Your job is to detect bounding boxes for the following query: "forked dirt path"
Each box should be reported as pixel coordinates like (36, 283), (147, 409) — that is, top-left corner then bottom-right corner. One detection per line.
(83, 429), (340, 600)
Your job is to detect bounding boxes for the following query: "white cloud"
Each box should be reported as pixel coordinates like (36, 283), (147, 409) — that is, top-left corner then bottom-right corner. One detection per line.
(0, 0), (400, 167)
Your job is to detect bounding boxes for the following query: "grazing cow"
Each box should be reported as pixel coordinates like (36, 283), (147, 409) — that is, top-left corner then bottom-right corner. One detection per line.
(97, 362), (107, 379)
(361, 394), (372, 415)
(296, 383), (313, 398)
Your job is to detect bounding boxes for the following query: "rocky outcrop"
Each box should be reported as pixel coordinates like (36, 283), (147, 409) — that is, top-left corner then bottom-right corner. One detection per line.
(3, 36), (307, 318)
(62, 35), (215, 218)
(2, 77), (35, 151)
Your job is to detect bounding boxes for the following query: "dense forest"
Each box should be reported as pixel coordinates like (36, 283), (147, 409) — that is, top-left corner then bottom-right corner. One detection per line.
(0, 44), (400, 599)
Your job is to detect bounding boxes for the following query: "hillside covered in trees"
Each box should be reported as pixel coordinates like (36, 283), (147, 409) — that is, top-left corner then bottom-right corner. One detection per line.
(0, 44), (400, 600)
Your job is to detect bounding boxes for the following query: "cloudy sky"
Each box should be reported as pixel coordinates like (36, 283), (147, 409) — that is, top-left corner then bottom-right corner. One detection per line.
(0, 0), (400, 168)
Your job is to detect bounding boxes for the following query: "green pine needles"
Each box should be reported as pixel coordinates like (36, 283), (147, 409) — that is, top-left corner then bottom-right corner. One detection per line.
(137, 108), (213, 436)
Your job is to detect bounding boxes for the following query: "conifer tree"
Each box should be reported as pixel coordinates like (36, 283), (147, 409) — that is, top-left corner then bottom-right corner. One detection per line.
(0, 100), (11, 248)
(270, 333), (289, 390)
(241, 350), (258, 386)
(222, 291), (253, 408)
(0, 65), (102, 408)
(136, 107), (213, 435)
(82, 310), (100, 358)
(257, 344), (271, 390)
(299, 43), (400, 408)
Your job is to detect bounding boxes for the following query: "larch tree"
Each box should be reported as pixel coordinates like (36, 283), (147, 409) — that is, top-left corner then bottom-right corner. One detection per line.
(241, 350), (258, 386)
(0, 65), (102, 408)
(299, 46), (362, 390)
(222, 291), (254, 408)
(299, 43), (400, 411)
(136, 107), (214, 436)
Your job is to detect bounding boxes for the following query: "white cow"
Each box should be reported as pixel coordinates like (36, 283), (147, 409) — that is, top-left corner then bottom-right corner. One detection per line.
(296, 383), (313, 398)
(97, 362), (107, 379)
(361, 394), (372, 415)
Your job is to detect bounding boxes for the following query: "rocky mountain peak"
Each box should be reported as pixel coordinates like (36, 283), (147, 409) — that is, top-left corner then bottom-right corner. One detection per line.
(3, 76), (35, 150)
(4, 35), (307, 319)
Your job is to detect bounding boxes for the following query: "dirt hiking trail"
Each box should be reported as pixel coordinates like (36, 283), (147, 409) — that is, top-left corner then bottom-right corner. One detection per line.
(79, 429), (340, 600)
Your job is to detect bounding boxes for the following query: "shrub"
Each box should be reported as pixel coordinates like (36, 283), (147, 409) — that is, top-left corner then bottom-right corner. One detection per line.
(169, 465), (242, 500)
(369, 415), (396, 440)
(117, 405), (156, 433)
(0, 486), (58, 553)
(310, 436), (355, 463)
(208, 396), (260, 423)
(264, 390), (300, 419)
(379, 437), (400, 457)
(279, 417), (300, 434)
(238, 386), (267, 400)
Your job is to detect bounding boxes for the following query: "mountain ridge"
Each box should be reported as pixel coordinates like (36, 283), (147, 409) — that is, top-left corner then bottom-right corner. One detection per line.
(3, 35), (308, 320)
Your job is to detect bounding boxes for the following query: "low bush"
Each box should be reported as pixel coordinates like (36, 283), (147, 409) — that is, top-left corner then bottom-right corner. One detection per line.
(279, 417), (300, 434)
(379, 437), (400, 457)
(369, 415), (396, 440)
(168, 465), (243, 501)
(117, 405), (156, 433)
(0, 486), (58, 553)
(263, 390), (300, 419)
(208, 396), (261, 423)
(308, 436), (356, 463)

### WORK REQUIRED
Rewrite all of the data above as a JSON list of strings, one string for each line and none for blank lines.

### TASK SOLUTION
[
  "Your job is to detect bounding boxes for the following query: \"forked dirt path\"",
  "Each box should be reported as pixel coordinates like (36, 283), (147, 409) — that is, top-left corner then bottom-right corner. One detection per line.",
  "(83, 429), (340, 600)",
  "Your job is to detect bounding boxes for the following query: \"white cloud\"",
  "Each box should be reported as pixel coordinates like (36, 283), (147, 409) — that is, top-left corner then bottom-right corner. One detection per line.",
  "(0, 0), (400, 167)",
  "Your job is to detect bounding boxes for the following query: \"grazing cow\"",
  "Each box should be reported as pixel coordinates like (36, 283), (147, 409) — that is, top-left corner then bottom-right corner. One detection per line.",
  "(97, 362), (107, 379)",
  "(361, 394), (372, 415)",
  "(296, 383), (313, 398)",
  "Your job is to detect bounding boxes for the following query: \"rocky outcrop\"",
  "Each box should be reported as pixel coordinates like (36, 283), (147, 409) — that is, top-left corner then bottom-right corner. One detection per line.",
  "(3, 36), (307, 318)",
  "(62, 35), (215, 218)",
  "(2, 77), (35, 151)",
  "Your job is to detect bounding boxes for the following query: \"dense forest\"",
  "Each box should be reported as pixel coordinates like (36, 283), (147, 409) — that is, top-left corner then bottom-right corner. One detection per line.",
  "(0, 44), (400, 599)",
  "Your job is to detect bounding boxes for the following query: \"hillside covered in trees\"",
  "Each box should be reported as pixel coordinates like (36, 283), (147, 409) — that is, top-left corner then bottom-right corner. One detection per line.",
  "(0, 44), (400, 600)",
  "Your job is to detect bounding boxes for the following query: \"cloudy sky\"",
  "Each box should be reported as pixel coordinates like (36, 283), (147, 409) — that is, top-left corner then bottom-right corner. One detection per line.",
  "(0, 0), (400, 168)",
  "Your job is to detect bounding boxes for the following query: \"green pine needles\"",
  "Each box should be reported as pixel coordinates like (36, 283), (147, 409) — that is, top-left corner then bottom-right corner. One detection per line.",
  "(137, 108), (213, 436)",
  "Your job is to detect bounding boxes for the following query: \"conifer tree\"",
  "Each box should be reported as pixel coordinates like (36, 283), (147, 409) — that is, top-left corner then bottom-right corner. One detection per line.",
  "(0, 100), (11, 248)",
  "(270, 333), (289, 390)",
  "(241, 350), (258, 386)",
  "(222, 291), (253, 408)",
  "(0, 65), (102, 408)",
  "(136, 107), (213, 435)",
  "(82, 310), (100, 358)",
  "(257, 344), (271, 390)",
  "(299, 43), (400, 408)",
  "Your job is to detect bounding boxes for the following query: \"larch tree\"",
  "Each box should be reported as pixel coordinates like (36, 283), (147, 409) — that is, top-left corner then bottom-right corner. One detection per line.",
  "(241, 350), (258, 386)",
  "(0, 65), (102, 408)",
  "(299, 46), (362, 390)",
  "(222, 291), (254, 408)",
  "(299, 43), (400, 411)",
  "(136, 107), (214, 436)",
  "Your job is to detect bounding boxes for the following query: \"white cow\"",
  "Each box should be reported as pixel coordinates like (36, 283), (147, 409) — that is, top-left corner then bottom-right corner. One detection per line.",
  "(296, 383), (313, 398)",
  "(97, 362), (107, 379)",
  "(361, 394), (372, 415)",
  "Your job is to detect bounding boxes for the following query: \"rocky mountain peak\"",
  "Each box should be reported as pixel coordinates like (36, 283), (147, 409) — that is, top-left corner then bottom-right corner. One detection per line.",
  "(3, 76), (35, 150)",
  "(4, 35), (307, 319)",
  "Your job is to detect bounding boxes for the following query: \"dirt hiking trail\"",
  "Each box should be reported as pixel coordinates like (36, 283), (147, 409) — that is, top-left corner then bottom-right corner. One detection per line.",
  "(79, 429), (340, 600)",
  "Your job is to detect bounding boxes for the following query: \"shrub\"",
  "Each box should be reported as pixel coordinates like (36, 283), (147, 409) — that is, top-left corner then bottom-right corner. One detection per line.",
  "(169, 465), (242, 500)",
  "(369, 415), (396, 440)",
  "(117, 405), (156, 433)",
  "(0, 486), (58, 553)",
  "(310, 436), (355, 463)",
  "(208, 396), (260, 423)",
  "(264, 390), (300, 419)",
  "(379, 437), (400, 457)",
  "(279, 417), (300, 434)",
  "(238, 386), (267, 400)",
  "Your job is to detect bounding boxes for the following query: \"mountain ridge\"",
  "Each box should be reported as pixel coordinates like (36, 283), (147, 409) — that is, top-left corner then bottom-right corner. One detection per line.",
  "(3, 35), (308, 320)",
  "Your job is to detect bounding boxes for the following query: \"low bush\"",
  "Each box should be reported as pixel coordinates like (36, 283), (147, 409) — that is, top-left corner then bottom-right corner. One detection per line.",
  "(279, 417), (300, 434)",
  "(379, 437), (400, 457)",
  "(369, 415), (396, 440)",
  "(168, 465), (243, 501)",
  "(117, 405), (156, 433)",
  "(0, 486), (58, 553)",
  "(263, 390), (300, 419)",
  "(208, 396), (261, 423)",
  "(308, 436), (356, 463)"
]